• [The records]
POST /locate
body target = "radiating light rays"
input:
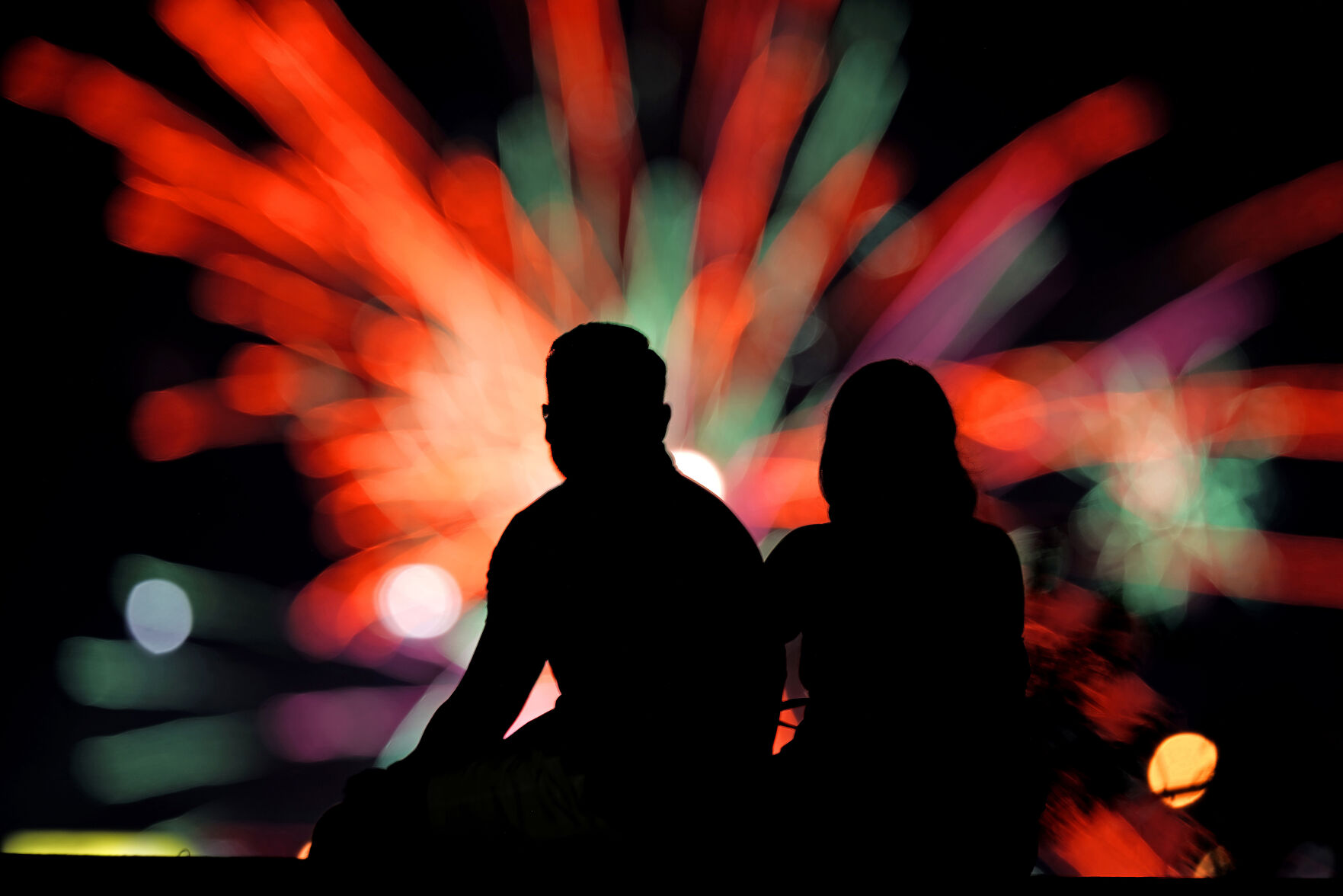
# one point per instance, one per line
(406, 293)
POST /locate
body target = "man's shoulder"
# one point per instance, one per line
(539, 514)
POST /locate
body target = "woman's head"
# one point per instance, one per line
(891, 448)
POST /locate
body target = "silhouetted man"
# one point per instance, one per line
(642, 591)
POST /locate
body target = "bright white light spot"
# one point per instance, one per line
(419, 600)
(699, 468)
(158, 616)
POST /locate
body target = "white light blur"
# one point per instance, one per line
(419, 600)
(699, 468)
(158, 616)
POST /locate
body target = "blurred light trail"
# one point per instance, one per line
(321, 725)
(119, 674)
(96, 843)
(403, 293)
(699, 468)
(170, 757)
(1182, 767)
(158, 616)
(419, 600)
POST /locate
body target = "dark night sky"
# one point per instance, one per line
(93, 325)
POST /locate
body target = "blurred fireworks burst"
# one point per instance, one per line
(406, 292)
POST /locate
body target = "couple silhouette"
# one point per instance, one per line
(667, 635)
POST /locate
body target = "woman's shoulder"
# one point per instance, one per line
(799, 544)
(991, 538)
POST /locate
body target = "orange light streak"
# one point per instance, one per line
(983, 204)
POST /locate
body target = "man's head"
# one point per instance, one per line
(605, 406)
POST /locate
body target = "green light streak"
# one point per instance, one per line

• [Your objective]
All of the entries above should be copied exactly, with the images left out.

• [Solution to the problem]
POST /locate
body target = "radiating light rays"
input:
# one point per instance, one per line
(406, 293)
POST /locate
body target = "man's shoulder"
# one point per instance, one per line
(539, 514)
POST /locate
body target = "woman's head"
# one point per instance, one per line
(891, 448)
POST /locate
body target = "silhouetted man"
# one point per instance, one per line
(642, 591)
POST /locate
body target = "bright white light spot"
# one point per instance, one per line
(419, 600)
(699, 468)
(158, 616)
POST /locate
body target = "white light blur"
# one point per instance, one per line
(419, 600)
(699, 468)
(158, 616)
POST /locate
body target = "blurred light trail"
# one point per instance, one per line
(321, 725)
(119, 674)
(96, 843)
(403, 293)
(699, 468)
(170, 757)
(1182, 767)
(158, 616)
(419, 600)
POST /locate
body target = "dark night sky"
# one point per instance, one per line
(93, 325)
POST /locate
body target = "blurred fireworks burst"
# one point per instance, one per line
(406, 292)
POST /locate
body target = "couple silhouette"
# one point per instance, one per line
(667, 635)
POST /locate
body target = "woman's shoulder"
# one point per instance, one per line
(799, 544)
(991, 538)
POST /locate
body target = "orange light streak"
# one point per instance, one per line
(983, 204)
POST /locate
body target = "man's head"
# one point per instance, one per line
(605, 406)
POST /locate
body target = "green light streak"
# one point per instance, one per line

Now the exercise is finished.